Transcribe the entries below without changing a word, and omit every picture.

* [Records for this task]

+ + + + +

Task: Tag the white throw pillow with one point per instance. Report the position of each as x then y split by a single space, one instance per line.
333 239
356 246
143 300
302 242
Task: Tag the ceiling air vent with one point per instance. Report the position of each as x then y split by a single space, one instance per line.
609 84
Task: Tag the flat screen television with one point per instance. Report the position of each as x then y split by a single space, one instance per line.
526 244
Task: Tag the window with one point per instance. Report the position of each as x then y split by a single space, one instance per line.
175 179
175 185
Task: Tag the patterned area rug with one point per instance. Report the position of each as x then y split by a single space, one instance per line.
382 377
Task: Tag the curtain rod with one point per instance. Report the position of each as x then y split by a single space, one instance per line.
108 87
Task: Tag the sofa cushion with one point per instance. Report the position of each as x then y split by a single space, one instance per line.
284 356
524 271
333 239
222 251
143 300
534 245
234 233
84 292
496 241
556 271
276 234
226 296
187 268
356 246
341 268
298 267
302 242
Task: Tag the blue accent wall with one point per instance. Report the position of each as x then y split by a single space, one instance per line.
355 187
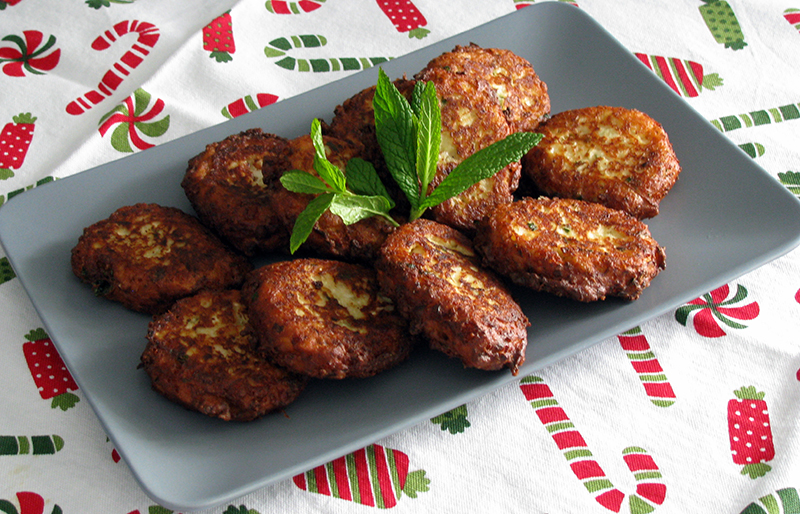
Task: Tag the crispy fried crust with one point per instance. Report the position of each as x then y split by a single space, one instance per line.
516 88
325 319
474 115
330 237
433 275
146 257
200 354
619 157
225 186
571 248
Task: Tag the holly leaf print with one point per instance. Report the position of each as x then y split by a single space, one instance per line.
28 53
454 421
714 310
97 4
791 179
136 117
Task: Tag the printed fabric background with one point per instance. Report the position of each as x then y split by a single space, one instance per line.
694 411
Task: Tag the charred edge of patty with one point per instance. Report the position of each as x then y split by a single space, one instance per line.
571 248
433 275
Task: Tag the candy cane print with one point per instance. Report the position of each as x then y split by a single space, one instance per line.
374 476
285 7
281 46
647 367
650 489
148 35
785 500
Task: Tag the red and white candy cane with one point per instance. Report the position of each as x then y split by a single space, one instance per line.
147 37
646 365
650 489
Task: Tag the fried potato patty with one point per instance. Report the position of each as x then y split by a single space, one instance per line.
201 355
330 236
475 90
225 186
325 319
147 256
517 90
619 157
571 248
433 275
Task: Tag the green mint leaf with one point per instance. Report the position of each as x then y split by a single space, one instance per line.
416 97
305 222
429 135
395 128
352 208
327 171
481 165
362 179
298 181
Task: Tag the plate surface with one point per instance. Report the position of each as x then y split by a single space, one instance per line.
714 225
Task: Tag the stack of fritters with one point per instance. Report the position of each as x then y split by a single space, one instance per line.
235 343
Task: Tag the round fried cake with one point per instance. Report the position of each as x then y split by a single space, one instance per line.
517 90
433 275
331 237
225 186
325 319
572 248
147 256
619 157
481 92
200 354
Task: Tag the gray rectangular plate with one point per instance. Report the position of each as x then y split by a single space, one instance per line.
724 217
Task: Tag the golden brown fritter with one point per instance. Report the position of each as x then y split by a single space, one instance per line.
147 256
619 157
517 90
571 248
325 319
433 275
330 237
200 354
225 186
475 92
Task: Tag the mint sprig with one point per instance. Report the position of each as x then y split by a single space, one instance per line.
367 198
409 135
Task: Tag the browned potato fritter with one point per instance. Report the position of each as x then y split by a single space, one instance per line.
330 237
516 88
201 355
325 319
619 157
432 273
571 248
147 256
225 186
472 119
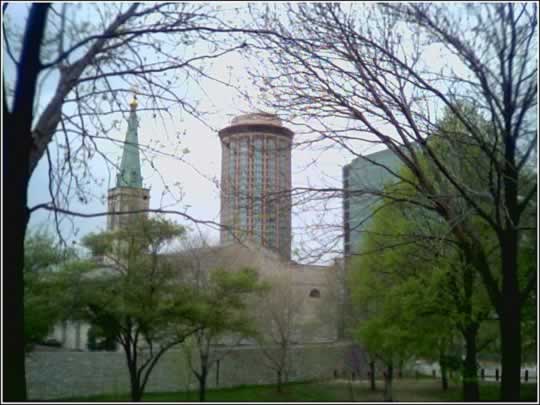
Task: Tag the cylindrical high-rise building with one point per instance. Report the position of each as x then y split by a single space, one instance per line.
256 181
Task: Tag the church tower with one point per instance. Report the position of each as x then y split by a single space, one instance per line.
129 194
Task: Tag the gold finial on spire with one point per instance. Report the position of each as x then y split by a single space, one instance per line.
133 103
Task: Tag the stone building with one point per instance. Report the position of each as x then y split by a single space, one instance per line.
256 153
256 181
362 178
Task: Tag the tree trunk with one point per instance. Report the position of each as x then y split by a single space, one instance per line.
444 372
17 132
388 378
372 375
136 392
470 369
202 385
279 380
510 323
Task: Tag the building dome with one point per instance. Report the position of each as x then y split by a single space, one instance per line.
257 118
256 181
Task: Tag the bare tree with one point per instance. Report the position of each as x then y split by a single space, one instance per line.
221 291
370 75
88 57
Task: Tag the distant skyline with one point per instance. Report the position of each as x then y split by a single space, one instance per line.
197 174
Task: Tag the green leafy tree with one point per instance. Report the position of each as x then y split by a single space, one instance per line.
221 312
414 243
136 297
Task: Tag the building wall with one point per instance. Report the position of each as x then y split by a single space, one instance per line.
63 374
256 181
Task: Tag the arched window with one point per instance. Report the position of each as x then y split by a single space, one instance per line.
315 293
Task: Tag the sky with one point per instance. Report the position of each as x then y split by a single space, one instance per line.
199 169
189 182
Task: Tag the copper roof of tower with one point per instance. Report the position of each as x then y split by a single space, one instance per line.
259 121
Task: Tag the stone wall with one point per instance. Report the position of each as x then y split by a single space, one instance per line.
64 374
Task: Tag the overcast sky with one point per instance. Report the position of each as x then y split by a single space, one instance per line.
201 166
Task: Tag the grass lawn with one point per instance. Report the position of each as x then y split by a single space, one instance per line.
424 390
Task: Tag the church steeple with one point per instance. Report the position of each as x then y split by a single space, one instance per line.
130 168
128 195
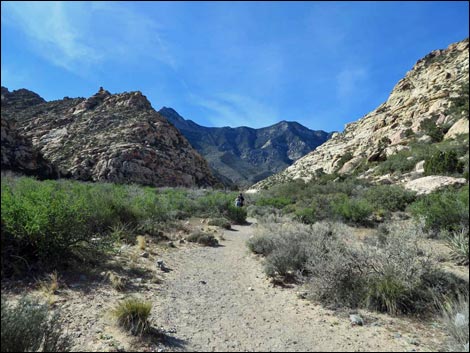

+ + + + +

* [Exercise answer]
Task: Tag the white throw pillow with one point per instance. Report the position of each as x then y split by a single space, one instance per line.
333 239
356 246
143 300
302 242
Task: Tag the ceiling air vent with one point per instance. Report the position of each as x then y split by a single space, one instance per line.
609 84
Task: Tag the flat screen television with one point per instance. Report the position of each as x then y split by a single space, one instance per line.
526 244
Task: Tag the window with one point per instance. Report the position of each as x then y split by a single space, one instance per line.
175 179
175 185
Task: Tag the patterned area rug with one point per instance. Report the position of each as x then y split by a single space, one instance per line.
382 377
Task: Tag the curtain rod with one point per instance. Report the position of each as x then y split by a single space, one instance per line.
108 87
Task: Tag the sofa cushion with one point per instance. Report the position of each as x then y split by a single space, one instance per line.
284 356
524 271
333 239
222 251
143 300
534 245
234 233
84 292
496 241
556 271
276 234
226 296
187 268
356 246
341 268
298 267
302 242
Task: Tag the blue accent wall with one point per instance. Report the position of each as x then y split by a single space, one instance per line.
355 187
Task: Tag the crispy fried crust with one point per instance. Report the position of each as x then y split by a single space, one instance per line.
516 88
325 319
474 115
330 237
433 275
146 257
200 354
619 157
225 186
571 248
Task: Tag the holly leaf print with one point per instance. Report the position of each as x then y split by a single space, one instance per line.
28 53
454 421
714 310
97 4
791 179
136 117
Task: Tag the printed fabric background with one point per instance. Report the position of each as x then y split by a single space, one instance per line.
694 411
Task: Tag the charred edge of patty with one point per instance. Report the position of each as x then y split by a single space, one instance per line.
571 248
433 275
Task: Tag the candy cane print with one point per instance. Report the position of each as x then y split by a single space, one instance per line.
374 476
285 7
281 46
647 367
650 489
148 35
785 500
Task: Tag the red and white candy cane with one point per instance. Report the position of each as x then y split by a single space, one instance per line.
147 37
646 365
650 489
Task: Tag the fried potato patty with one point per instance. Report the position of each as x then y split by a single space, one instance per line.
201 355
330 236
475 90
225 186
325 319
147 256
517 90
619 157
571 248
433 275
Task: Tag the green mint leaf with one point per instance. Report the position of each as x then y split by a single space, one instance per line.
416 97
305 222
429 135
395 128
352 208
327 171
481 165
362 179
298 181
Task: Tag the plate surface with one point per instance. Report the position of each as x then y split by a single space, one instance per line.
714 225
Task: Tag the stack of fritters with one point per instance. Report the position of each as x then y split by a single space, one instance per line.
235 343
Task: Tag the round fried cake with one point per instance. Report the position of each as x then y split by a single space, one instance per line.
517 90
433 275
331 237
225 186
325 319
572 248
147 256
619 157
481 92
200 354
Task: Tag the gray rectangular plate with one point per instance. Report the position of each as x then y split by a single space, one instance per line.
724 217
Task: Tag the golden brown fritter with one point per instance. Report the position of each as x then y split by a single space, one instance per line.
147 256
619 157
517 90
571 248
325 319
433 275
330 237
200 354
225 186
475 92
Task: Tag the mint sprig with one point per instance. Report the position of each as x then y split by a single space, one instance per line.
367 198
409 135
Task: Tag the browned potato fritter with one point per instance. Report the position of each as x then y split by a single space, one instance per line.
330 237
516 88
201 355
325 319
619 157
432 273
571 248
147 256
225 186
472 119
Task: Tag the cylindrical high-rise building with one point per instance. Report the position of each as x then y split by a single space, one instance per line.
256 181
Task: Tag the church tower with one point per instance. Report the position of each as x then y split by a single space, one instance per line.
129 194
Task: Tag the gold finial on spire with one point per instance. Report the position of each as x then y split by a single space, one instance per line.
133 103
Task: Tag the stone building with one point per instance. Report the position of each as x then y split by a single space, one instance per line.
256 153
256 181
362 178
Task: Tag the tree trunk with one point per instance. Report the position of each as x then y split by a single space, one instance per line.
444 372
17 132
388 378
372 375
136 392
470 369
202 385
279 380
510 323
Task: Tag the building dome with one point per instance. Report the position of each as x then y split by a single space, one instance per line.
257 118
256 181
Task: Tag the bare tree with one point per instance. Report the position of each as x then y split by a single space, one instance per line.
221 291
370 75
88 57
Task: Tag the distant skyline with one point per instance. Report the position of each as x then y split by a single space, one instance per line.
197 174
Task: Tag the green leafy tree with one point per instance. Report the position of each as x then y split by a single space, one instance per line.
221 312
414 243
136 297
Task: Tag the building wall with one point per instance. Report the position of each as x then y split by a single space, one instance per line.
63 374
256 181
Task: Tag the arched window with one point per instance. Report the position of each as x then y split by a single space, one instance per line.
315 293
Task: Tag the sky with one point per instance. Report the position of each as x then y split by a single space, one instance per line.
199 169
189 182
Task: Tag the copper roof of tower with one point per instance. Report the position of each as x then y split by a single space, one instance per line.
259 121
Task: Tag the stone wall with one point per instance. Report the position of each as x then y split by a single space, one instance per line.
64 374
Task: Tag the overcast sky with one point per instance. Report the position of each as x then y split by a single space, one instance per line.
201 166
Task: Tag the grass lawn with one point per instance. Report the position of each as x then y split by a single space, one instance per line.
424 390
Task: Tag the church steeple with one point per instance. Report the position of each as x then y split by a single space, one instance per line.
130 168
128 195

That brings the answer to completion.